TEXTE CITÉ:
====================

Bilan à mi-chemin

 

1

La La Land

Peu importe tout le brouhaha autour du film, des oeuvres comme celle-ci il n'y en a pas tous les ans. On peut la disséquer à l'infini, pour y trouver au final tous les défauts du monde, sans doute. Ou on peut se laisser emporter et peut-être croire qu'elle nous parle et nous chante à nous, rien qu'à nous. Quelle musique ! Quelle mise en scène ! Quelle énergie ! Quel mélodrame ! Quel immense film de cinéma, pont idéal entre âge d'or et désenchantement. Pour rêver sans perdre de vue le réel, pour être heureux et triste à la fois. Immense film.

 

2

Song to Song

Autre film avec Ryan Gosling, autre film musical, autre chef-d'oeuvre, quelle coincidence ! Un Terrence Malick sublime (pléonasme), son plus beau film depuis The Tree of Life, le plus accessible en tout cas. Oscillant entre scènes magiques (oh Lykke Li !) et scènes bouleversantes (des âmes perdues jusqu'au bout de l'horizon), Song to Song est peut-être la conclusion d'une série d'oeuvres autobiographiques qui touchent à l'universel. Et Malick filme les femmes comme personne, rappelons-le.

 

3

Certaines Femmes

Pour ce qui est de filmer les êtres humains (et ici en particulier les femmes) et d'exprimer leur vie intérieure sans jamais surligner, Kelly Richardt n'a pas son pareil. C'est presque un film muet, d'ailleurs ça pourrait être un film muet. Juste avec le bruit de la ville et le murmure de la nature. C'est surtout une leçon de cinéma, d'usage du temps et de l'image. Et, comme toujours, une respiration différente au sein du 7e art, une vision du monde qui fait du bien, même quand elle décrit des âmes en peine.

 

4

Moonlight

Sur le papier c'est le pire film misérabiliste qui soit. Noir, pauvre, homosexuel, mère droguée, père absent dans une banlieue abandonnée de l'Amérique actuelle. On dirait une blague. Que Moonlight soit un film aussi délicat, subtil et intelligent est un tour de force, un cas d'école.

 

5

Okja

Le merveilleux Bong Joon-Ho signe une sorte de Miyazaki particulièrement énervé. En soi, donc, un pamphlet panthéiste, un cri du coeur écologiste en forme d'hommage aux meilleurs Spielberg (et assimilés). Ainsi qu'une suite cauchemardesque à Babe (enfin presque plus cruelle que Babe 2). Parsemé d'éclairs de violence et d'humour grotesque, Okja porte la patte inimitable de son réalisateur.

====================

DONNÉES FOURNIES:
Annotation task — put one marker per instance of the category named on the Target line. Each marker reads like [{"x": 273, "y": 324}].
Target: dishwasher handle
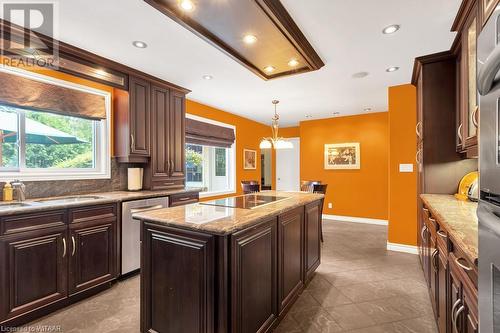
[{"x": 145, "y": 209}]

====================

Traduisez en anglais, s'il vous plaît, cette phrase du classement de films : « C'est surtout une leçon de cinéma, d'usage du temps et de l'image. » Les données n'ont aucun lien avec le classement de films.

Above all, it is a lesson in filmmaking, in the use of time and of the image.